_Stored items_.
-=-=-=-=-

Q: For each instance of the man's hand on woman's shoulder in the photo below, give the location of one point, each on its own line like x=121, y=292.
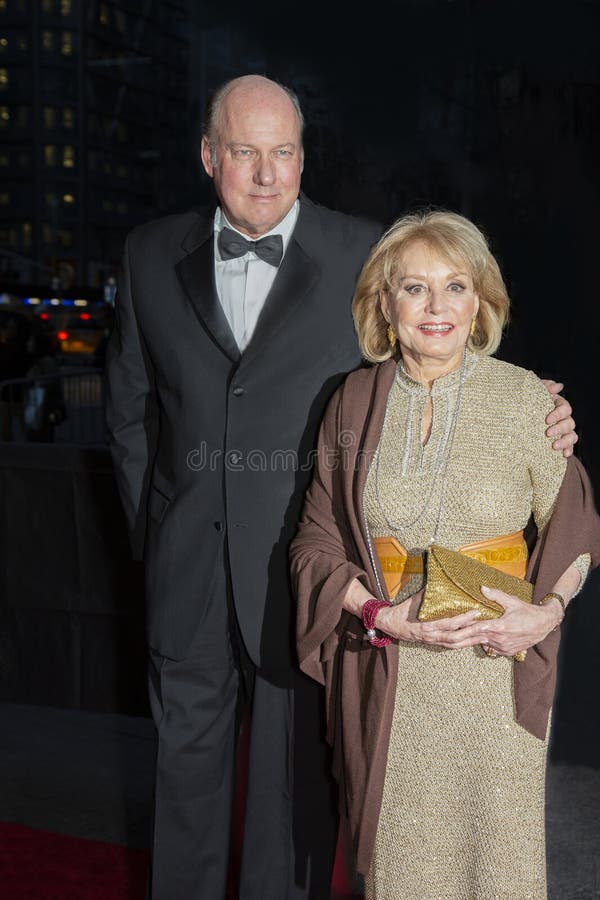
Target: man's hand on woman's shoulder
x=560, y=421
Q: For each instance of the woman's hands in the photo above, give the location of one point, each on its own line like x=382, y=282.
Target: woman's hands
x=520, y=627
x=400, y=621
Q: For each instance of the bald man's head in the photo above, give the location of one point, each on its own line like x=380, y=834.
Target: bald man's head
x=253, y=151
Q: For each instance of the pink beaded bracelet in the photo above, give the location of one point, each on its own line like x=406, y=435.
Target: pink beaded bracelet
x=369, y=614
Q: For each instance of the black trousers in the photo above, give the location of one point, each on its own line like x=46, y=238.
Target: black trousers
x=290, y=826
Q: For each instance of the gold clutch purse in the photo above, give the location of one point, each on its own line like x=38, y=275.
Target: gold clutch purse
x=453, y=587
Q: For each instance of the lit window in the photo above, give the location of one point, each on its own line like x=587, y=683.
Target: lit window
x=65, y=236
x=66, y=47
x=68, y=156
x=50, y=155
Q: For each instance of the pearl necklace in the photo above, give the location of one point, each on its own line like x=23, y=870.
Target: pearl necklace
x=397, y=525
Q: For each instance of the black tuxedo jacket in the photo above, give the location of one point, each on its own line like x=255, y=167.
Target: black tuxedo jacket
x=213, y=448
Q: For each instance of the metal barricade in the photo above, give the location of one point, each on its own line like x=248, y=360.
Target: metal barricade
x=66, y=407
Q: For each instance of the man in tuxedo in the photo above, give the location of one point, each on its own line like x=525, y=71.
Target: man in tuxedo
x=233, y=330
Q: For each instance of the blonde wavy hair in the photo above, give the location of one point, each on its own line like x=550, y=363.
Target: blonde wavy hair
x=456, y=240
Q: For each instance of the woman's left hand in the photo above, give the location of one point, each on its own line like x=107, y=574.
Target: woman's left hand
x=520, y=627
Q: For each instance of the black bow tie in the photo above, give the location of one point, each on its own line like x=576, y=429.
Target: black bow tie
x=232, y=245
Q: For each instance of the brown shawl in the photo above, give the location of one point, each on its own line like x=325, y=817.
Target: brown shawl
x=331, y=549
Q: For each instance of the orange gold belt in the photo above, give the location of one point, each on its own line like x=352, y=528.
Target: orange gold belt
x=508, y=553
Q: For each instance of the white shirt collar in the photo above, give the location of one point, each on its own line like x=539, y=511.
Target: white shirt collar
x=284, y=228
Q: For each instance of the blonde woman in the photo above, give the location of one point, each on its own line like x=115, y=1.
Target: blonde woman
x=440, y=736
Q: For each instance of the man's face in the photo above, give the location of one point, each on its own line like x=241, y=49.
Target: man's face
x=257, y=160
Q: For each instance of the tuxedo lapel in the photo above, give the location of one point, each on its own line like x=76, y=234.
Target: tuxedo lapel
x=296, y=276
x=196, y=272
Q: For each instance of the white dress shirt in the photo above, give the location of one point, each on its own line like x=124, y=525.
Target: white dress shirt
x=243, y=283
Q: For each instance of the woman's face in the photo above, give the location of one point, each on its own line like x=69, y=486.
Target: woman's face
x=432, y=306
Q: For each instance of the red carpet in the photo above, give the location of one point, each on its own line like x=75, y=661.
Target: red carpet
x=42, y=865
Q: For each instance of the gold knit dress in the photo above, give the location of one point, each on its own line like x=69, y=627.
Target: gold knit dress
x=462, y=816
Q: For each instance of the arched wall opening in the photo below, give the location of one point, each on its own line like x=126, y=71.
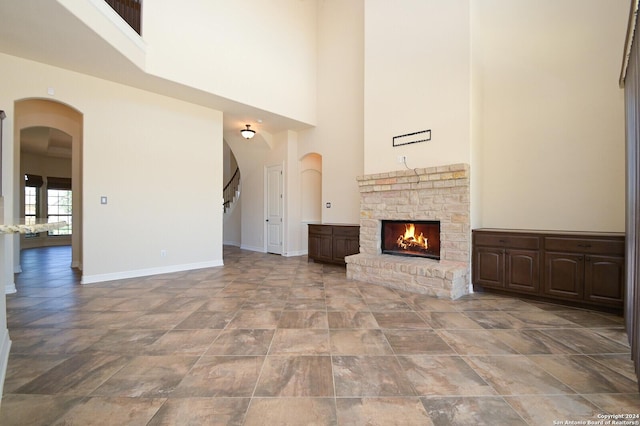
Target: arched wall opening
x=44, y=113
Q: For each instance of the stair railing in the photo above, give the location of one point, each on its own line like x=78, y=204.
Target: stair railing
x=230, y=189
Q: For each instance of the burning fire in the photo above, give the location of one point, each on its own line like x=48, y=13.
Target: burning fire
x=409, y=241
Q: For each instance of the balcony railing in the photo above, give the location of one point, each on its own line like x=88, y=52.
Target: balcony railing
x=129, y=10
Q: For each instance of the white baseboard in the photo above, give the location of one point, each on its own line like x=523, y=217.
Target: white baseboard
x=5, y=347
x=90, y=279
x=252, y=248
x=296, y=253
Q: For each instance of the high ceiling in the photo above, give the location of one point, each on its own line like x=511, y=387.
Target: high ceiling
x=45, y=31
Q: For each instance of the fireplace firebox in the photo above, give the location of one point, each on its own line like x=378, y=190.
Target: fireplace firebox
x=419, y=238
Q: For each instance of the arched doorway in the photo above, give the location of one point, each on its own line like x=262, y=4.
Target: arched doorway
x=62, y=127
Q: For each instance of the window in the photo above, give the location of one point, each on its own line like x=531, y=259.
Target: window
x=32, y=184
x=59, y=205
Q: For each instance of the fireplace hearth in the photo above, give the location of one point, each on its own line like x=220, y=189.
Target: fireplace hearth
x=420, y=238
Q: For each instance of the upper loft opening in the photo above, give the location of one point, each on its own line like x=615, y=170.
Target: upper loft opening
x=129, y=10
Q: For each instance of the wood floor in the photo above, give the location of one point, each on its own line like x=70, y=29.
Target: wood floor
x=269, y=340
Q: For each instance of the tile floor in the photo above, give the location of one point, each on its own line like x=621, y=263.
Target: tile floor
x=267, y=340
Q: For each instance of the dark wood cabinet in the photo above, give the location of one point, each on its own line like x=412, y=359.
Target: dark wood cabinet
x=584, y=269
x=506, y=261
x=331, y=243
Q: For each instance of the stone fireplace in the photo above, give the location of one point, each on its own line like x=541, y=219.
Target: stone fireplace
x=432, y=195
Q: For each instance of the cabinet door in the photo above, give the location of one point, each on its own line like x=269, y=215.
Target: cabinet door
x=564, y=275
x=488, y=269
x=604, y=279
x=320, y=247
x=344, y=246
x=522, y=270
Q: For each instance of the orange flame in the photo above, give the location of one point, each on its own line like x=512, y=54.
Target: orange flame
x=409, y=240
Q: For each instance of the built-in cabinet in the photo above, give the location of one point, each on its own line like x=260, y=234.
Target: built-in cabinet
x=585, y=269
x=331, y=242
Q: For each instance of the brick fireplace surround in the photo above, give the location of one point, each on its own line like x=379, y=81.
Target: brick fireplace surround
x=436, y=193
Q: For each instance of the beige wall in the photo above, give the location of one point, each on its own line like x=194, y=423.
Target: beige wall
x=417, y=77
x=158, y=160
x=257, y=52
x=339, y=135
x=551, y=142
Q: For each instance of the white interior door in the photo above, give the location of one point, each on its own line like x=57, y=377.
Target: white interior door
x=275, y=201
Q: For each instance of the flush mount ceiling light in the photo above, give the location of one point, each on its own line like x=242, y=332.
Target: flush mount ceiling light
x=247, y=133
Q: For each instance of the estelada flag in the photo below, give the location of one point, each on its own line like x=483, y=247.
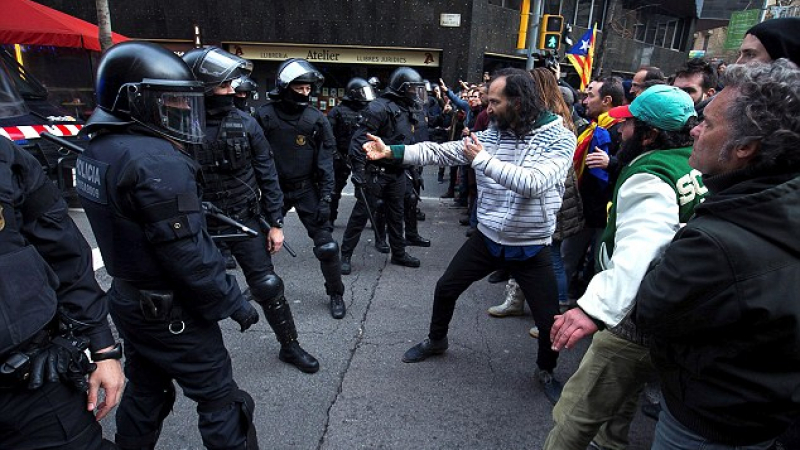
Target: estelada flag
x=581, y=55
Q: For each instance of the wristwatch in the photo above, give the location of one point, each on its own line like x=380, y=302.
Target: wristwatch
x=114, y=353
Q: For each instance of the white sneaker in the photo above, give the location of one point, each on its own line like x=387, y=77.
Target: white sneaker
x=513, y=305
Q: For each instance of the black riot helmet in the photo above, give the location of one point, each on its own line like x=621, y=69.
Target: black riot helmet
x=359, y=90
x=214, y=66
x=245, y=85
x=375, y=82
x=296, y=71
x=144, y=83
x=244, y=89
x=406, y=83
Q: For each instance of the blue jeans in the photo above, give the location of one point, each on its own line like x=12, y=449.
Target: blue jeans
x=672, y=435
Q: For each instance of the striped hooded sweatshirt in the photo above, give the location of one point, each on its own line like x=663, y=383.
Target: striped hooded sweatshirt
x=520, y=179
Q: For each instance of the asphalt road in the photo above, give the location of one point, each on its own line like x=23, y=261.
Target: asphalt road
x=480, y=395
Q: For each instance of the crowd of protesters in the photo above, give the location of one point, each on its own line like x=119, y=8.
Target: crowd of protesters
x=666, y=242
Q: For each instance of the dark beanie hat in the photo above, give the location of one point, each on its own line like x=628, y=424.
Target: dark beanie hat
x=781, y=37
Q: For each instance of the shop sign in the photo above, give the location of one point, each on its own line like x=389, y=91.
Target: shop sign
x=338, y=55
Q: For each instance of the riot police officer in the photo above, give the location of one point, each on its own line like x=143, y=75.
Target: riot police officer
x=394, y=117
x=303, y=144
x=51, y=310
x=239, y=178
x=138, y=186
x=344, y=119
x=245, y=89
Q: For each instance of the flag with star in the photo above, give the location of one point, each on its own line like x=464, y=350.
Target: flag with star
x=581, y=55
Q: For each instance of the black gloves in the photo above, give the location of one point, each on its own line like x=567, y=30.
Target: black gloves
x=357, y=178
x=64, y=358
x=323, y=211
x=246, y=316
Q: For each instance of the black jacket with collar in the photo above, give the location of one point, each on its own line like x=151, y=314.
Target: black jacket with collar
x=723, y=310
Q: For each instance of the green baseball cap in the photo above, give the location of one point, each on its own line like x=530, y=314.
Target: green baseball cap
x=661, y=106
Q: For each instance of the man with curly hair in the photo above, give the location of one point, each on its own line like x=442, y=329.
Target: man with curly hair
x=722, y=307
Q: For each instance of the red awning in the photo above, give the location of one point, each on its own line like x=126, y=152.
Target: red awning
x=27, y=22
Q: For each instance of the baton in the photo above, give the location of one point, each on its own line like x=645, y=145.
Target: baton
x=74, y=148
x=265, y=228
x=217, y=213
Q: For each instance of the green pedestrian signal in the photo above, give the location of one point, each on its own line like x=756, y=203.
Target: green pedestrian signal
x=550, y=30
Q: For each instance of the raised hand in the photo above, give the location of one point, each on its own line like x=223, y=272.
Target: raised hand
x=376, y=149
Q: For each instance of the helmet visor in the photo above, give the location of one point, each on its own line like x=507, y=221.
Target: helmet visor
x=364, y=94
x=169, y=108
x=220, y=67
x=301, y=71
x=416, y=92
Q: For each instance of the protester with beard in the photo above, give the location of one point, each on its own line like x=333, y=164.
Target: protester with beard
x=521, y=162
x=656, y=192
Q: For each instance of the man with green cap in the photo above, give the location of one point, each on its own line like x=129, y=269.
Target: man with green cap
x=655, y=193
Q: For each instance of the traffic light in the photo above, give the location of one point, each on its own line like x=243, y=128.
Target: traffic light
x=550, y=30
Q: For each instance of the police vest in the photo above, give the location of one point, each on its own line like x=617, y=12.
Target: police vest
x=117, y=226
x=401, y=126
x=346, y=124
x=294, y=141
x=226, y=168
x=27, y=285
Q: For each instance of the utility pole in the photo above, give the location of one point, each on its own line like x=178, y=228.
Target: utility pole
x=533, y=31
x=103, y=24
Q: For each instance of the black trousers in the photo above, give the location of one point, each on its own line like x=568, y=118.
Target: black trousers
x=196, y=358
x=388, y=188
x=53, y=417
x=535, y=276
x=340, y=174
x=306, y=201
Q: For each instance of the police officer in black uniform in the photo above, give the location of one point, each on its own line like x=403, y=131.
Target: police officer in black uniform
x=239, y=178
x=138, y=185
x=51, y=310
x=344, y=119
x=303, y=144
x=394, y=116
x=245, y=89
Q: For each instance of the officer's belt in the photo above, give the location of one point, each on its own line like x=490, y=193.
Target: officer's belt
x=295, y=185
x=371, y=168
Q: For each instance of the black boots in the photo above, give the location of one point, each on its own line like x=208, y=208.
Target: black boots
x=405, y=260
x=345, y=264
x=417, y=241
x=292, y=353
x=281, y=321
x=338, y=308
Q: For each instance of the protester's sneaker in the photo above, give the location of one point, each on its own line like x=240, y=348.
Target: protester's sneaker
x=550, y=386
x=424, y=349
x=513, y=305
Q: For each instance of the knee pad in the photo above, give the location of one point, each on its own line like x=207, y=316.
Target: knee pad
x=267, y=288
x=328, y=251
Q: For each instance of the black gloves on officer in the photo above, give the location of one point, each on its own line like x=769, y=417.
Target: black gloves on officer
x=64, y=358
x=246, y=316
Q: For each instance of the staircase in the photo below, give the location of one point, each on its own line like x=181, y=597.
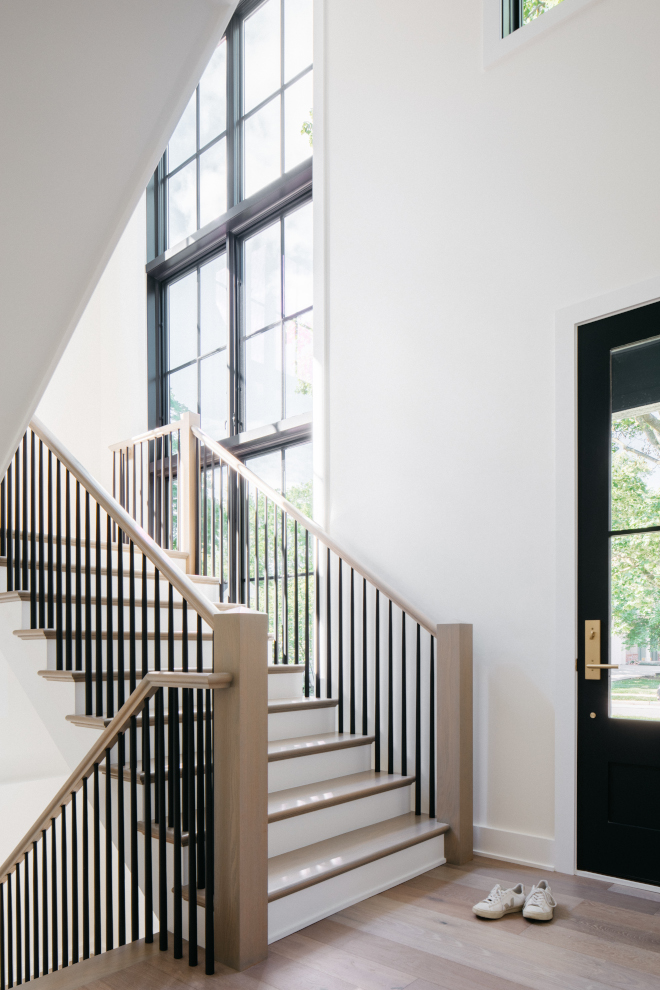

-=-=-=-=-

_Assignment_. The lines above from the one with "Q: For each instance of the raised" through the one with "Q: For each instance of the utility" are to be duplicated exactly, ends included, with nothing added.

_Solution to the exercise_.
Q: For each instance of the raised hand in the photo above, give the location of one point, each on its own line like x=223, y=272.
Target: raised hand
x=376, y=149
Q: For each instance of the helmet visor in the photo above, give the location of one point, each on its own line like x=507, y=221.
Target: helmet visor
x=364, y=94
x=169, y=108
x=220, y=67
x=301, y=71
x=416, y=92
Q: For each instance of the protester with beard in the photo above, give the location of one point, each on its own line like x=333, y=164.
Target: protester with beard
x=521, y=162
x=656, y=192
Q: For each instance of the man with green cap in the photo above, give the location of one point, each on its own line like x=129, y=269.
Target: man with green cap
x=655, y=193
Q: For each instance of the traffic light in the photo above, give the location of one point, each on its own line like x=243, y=128.
Target: traffic light
x=550, y=30
Q: For each instance of the police vest in the photo above, give the location of one point, each on its own line like x=617, y=12.
Target: police vest
x=117, y=226
x=401, y=126
x=346, y=124
x=294, y=141
x=226, y=168
x=27, y=285
Q: For each instance of the utility pole in the photo above, give the location of one point, each on its own line like x=178, y=228.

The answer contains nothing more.